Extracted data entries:

- - - -

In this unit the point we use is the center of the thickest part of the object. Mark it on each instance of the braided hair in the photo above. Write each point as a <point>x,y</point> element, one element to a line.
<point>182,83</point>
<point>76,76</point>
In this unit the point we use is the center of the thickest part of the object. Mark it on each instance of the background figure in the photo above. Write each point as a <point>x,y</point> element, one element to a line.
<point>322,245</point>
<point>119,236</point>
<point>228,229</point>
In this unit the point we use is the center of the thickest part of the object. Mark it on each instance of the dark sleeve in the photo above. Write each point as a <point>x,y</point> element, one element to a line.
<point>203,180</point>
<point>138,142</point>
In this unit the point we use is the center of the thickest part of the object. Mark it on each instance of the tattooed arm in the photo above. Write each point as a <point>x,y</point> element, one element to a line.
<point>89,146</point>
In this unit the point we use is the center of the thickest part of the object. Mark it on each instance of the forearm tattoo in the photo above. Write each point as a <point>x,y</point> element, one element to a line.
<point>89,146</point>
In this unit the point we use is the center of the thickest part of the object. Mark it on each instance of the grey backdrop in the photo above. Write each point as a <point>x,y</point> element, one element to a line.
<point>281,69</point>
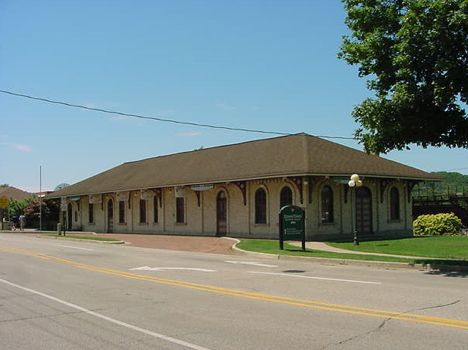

- - - -

• [EXERCISE DESCRIPTION] The records above need to be printed in full and exactly, without any of the pictures.

• [RESULT OF THE TASK]
In this unit the point we use is the center of the thickest part of the object. Mark it on each instance of the braided hair in the photo above. Write each point as a <point>x,y</point> element, one element to a line.
<point>182,83</point>
<point>76,76</point>
In this unit the point we use is the center of the thickest part of the object. Mark it on each instance of the background figure in the photo above. Write each point as a <point>x,y</point> element, one element to a line.
<point>322,245</point>
<point>119,236</point>
<point>228,229</point>
In this unit the point we use is the center of the thickest part of the object. Mark it on each instance of the dark sleeve in the photo above. Write each point as a <point>x,y</point> element, one element to a line.
<point>203,180</point>
<point>138,142</point>
In this unit the point we use is the center of the thickest part of the object. Mark it on each instance of the tattooed arm in the photo above. Write each point as a <point>x,y</point> element, one element to a line.
<point>89,146</point>
In this unit the point we use is the center of the thickest part of the object. Mark it on each instance of the forearm tattoo in the photo above. Write each point as a <point>x,y</point> element, one element to a line.
<point>89,146</point>
In this unit the point we use is the center of the thickest part of the object. Mark it on each instance of the grey backdrop in the photo above. Write each point as a <point>x,y</point> element, one element to a line.
<point>281,69</point>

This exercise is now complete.